* [Task to complete] Omit all pictures. Quote the lines from the one with "Target: bridge arch truss" through the end of the listing below, exactly as they appear.

* [Record extracts]
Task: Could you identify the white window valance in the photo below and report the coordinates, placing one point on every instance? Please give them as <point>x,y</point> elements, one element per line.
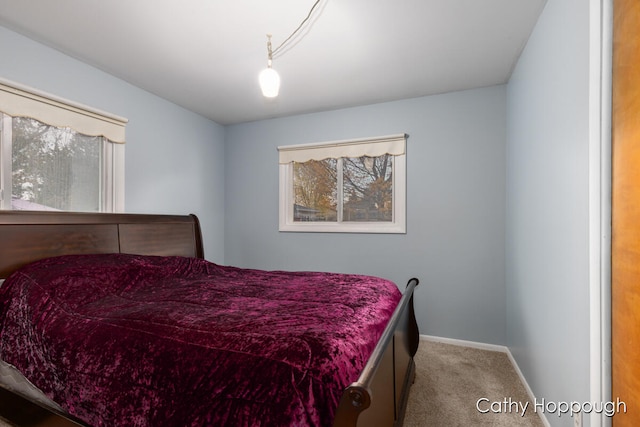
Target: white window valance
<point>20,101</point>
<point>372,147</point>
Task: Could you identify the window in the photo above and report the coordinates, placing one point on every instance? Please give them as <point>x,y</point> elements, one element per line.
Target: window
<point>355,186</point>
<point>55,155</point>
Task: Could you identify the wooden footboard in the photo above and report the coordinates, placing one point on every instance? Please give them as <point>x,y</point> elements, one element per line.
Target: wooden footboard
<point>379,397</point>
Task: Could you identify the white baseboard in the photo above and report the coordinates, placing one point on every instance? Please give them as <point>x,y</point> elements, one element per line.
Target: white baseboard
<point>491,347</point>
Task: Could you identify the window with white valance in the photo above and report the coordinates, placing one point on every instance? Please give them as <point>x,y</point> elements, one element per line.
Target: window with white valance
<point>353,186</point>
<point>57,154</point>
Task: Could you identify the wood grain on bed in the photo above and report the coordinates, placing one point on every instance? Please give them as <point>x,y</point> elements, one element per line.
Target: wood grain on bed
<point>28,236</point>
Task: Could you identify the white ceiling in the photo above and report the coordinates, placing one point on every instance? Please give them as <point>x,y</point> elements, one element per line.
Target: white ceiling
<point>205,55</point>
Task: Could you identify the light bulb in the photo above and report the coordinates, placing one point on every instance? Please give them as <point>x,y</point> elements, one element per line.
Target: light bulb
<point>269,82</point>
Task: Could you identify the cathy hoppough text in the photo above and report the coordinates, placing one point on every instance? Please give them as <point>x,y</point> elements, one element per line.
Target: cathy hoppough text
<point>510,406</point>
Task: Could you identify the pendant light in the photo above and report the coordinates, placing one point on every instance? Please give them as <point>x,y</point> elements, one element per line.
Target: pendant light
<point>269,78</point>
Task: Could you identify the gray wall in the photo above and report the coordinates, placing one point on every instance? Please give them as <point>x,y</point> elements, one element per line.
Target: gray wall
<point>547,258</point>
<point>173,158</point>
<point>455,206</point>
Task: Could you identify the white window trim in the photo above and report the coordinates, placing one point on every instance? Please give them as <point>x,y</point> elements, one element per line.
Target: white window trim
<point>20,100</point>
<point>286,196</point>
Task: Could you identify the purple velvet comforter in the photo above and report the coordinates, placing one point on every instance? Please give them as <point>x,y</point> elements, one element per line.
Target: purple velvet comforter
<point>127,340</point>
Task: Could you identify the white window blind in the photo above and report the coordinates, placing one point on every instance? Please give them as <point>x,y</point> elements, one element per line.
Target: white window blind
<point>20,101</point>
<point>371,147</point>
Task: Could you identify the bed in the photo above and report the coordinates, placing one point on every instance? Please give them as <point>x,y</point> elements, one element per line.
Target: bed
<point>134,304</point>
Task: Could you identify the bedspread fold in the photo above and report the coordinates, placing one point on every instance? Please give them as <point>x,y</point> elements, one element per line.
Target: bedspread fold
<point>130,340</point>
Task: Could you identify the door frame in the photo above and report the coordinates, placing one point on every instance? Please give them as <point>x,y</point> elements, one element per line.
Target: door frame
<point>600,91</point>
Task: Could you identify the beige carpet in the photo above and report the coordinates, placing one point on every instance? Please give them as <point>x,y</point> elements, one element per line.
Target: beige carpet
<point>450,381</point>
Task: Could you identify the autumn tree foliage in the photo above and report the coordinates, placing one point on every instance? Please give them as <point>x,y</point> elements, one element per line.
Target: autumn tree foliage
<point>367,190</point>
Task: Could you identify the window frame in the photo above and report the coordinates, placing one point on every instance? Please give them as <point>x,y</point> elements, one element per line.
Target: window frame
<point>19,100</point>
<point>286,195</point>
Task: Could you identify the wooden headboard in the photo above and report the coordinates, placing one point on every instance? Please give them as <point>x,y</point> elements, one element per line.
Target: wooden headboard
<point>27,236</point>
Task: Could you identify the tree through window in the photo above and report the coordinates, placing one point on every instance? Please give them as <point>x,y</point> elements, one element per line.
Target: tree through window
<point>326,185</point>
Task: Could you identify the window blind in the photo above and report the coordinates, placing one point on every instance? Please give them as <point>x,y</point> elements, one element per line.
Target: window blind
<point>20,101</point>
<point>371,147</point>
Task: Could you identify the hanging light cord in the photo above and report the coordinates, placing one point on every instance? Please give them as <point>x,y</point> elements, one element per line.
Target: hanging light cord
<point>274,52</point>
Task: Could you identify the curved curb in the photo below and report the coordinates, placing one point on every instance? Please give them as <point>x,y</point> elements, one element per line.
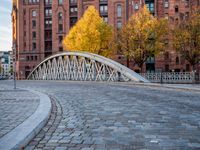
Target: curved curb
<point>22,134</point>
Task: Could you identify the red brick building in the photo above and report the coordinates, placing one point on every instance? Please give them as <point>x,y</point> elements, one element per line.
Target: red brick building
<point>40,25</point>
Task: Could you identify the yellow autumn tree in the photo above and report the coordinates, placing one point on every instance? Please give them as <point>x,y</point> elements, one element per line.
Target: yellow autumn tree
<point>186,38</point>
<point>142,37</point>
<point>90,34</point>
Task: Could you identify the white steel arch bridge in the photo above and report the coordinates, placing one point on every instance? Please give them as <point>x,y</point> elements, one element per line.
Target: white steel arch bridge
<point>82,66</point>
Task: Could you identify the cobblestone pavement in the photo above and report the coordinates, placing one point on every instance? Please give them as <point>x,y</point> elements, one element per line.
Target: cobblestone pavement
<point>97,116</point>
<point>15,107</point>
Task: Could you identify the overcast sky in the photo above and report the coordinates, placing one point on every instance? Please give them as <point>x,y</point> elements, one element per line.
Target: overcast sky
<point>5,25</point>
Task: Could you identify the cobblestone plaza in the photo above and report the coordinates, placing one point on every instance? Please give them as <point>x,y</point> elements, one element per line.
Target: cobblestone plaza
<point>86,115</point>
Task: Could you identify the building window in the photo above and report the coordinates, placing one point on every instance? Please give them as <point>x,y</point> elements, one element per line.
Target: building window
<point>167,68</point>
<point>34,13</point>
<point>150,6</point>
<point>34,35</point>
<point>176,9</point>
<point>33,23</point>
<point>48,2</point>
<point>105,19</point>
<point>166,16</point>
<point>187,3</point>
<point>136,6</point>
<point>27,58</point>
<point>103,9</point>
<point>73,1</point>
<point>166,3</point>
<point>33,46</point>
<point>119,10</point>
<point>73,21</point>
<point>166,56</point>
<point>119,24</point>
<point>73,10</point>
<point>177,60</point>
<point>60,39</point>
<point>60,2</point>
<point>48,23</point>
<point>60,28</point>
<point>60,49</point>
<point>60,16</point>
<point>48,12</point>
<point>187,67</point>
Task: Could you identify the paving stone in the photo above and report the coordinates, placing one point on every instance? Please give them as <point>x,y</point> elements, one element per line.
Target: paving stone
<point>117,116</point>
<point>15,107</point>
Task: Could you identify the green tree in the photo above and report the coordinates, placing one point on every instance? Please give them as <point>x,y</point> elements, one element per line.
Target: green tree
<point>90,34</point>
<point>142,37</point>
<point>186,38</point>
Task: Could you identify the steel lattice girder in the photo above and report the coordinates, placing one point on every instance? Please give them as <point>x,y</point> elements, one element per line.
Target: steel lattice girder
<point>82,66</point>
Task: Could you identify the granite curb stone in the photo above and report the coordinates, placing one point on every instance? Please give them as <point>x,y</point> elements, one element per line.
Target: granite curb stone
<point>23,133</point>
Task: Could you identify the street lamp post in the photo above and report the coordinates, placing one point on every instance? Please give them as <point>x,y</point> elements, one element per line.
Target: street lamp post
<point>14,65</point>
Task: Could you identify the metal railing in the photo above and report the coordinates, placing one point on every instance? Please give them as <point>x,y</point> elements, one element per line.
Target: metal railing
<point>172,77</point>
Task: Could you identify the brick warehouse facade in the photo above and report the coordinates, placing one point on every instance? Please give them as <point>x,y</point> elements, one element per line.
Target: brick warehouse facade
<point>40,25</point>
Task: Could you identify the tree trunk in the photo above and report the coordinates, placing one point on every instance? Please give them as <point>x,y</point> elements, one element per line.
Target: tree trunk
<point>127,62</point>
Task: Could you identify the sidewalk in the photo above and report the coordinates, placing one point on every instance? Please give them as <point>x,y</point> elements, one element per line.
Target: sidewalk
<point>22,114</point>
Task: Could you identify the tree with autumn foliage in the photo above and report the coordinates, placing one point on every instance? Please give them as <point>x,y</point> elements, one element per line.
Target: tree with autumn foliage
<point>142,37</point>
<point>90,34</point>
<point>186,38</point>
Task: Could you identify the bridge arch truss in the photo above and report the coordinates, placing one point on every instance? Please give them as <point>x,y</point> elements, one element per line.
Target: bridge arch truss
<point>82,66</point>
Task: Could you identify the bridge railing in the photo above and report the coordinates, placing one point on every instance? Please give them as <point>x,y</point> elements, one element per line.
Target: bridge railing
<point>172,77</point>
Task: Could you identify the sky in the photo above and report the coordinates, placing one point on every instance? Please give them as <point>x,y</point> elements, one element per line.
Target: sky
<point>5,25</point>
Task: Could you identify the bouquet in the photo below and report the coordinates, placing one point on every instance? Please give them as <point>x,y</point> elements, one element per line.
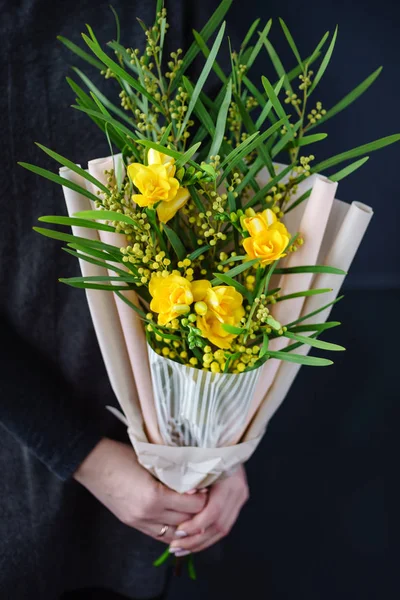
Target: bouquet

* [Result of the task]
Target: bridge arch truss
<point>82,66</point>
Task: Could you identify the bridge railing in the photo above and report the coordinates, placing one point on every instance? Please give them as <point>x,y</point> elements, one element per line.
Target: bridge railing
<point>172,77</point>
Task: Could you identify the sky in the photo above and report the coordinates, placing one point on every instance? Please give them as <point>x,y</point> elements, one element per line.
Target: sky
<point>5,25</point>
Task: Could you identify the bouquet in the photo below and report the coordinates, placing one point on every instance? Please give them as <point>x,y</point> elements, one element per line.
Target: bouquet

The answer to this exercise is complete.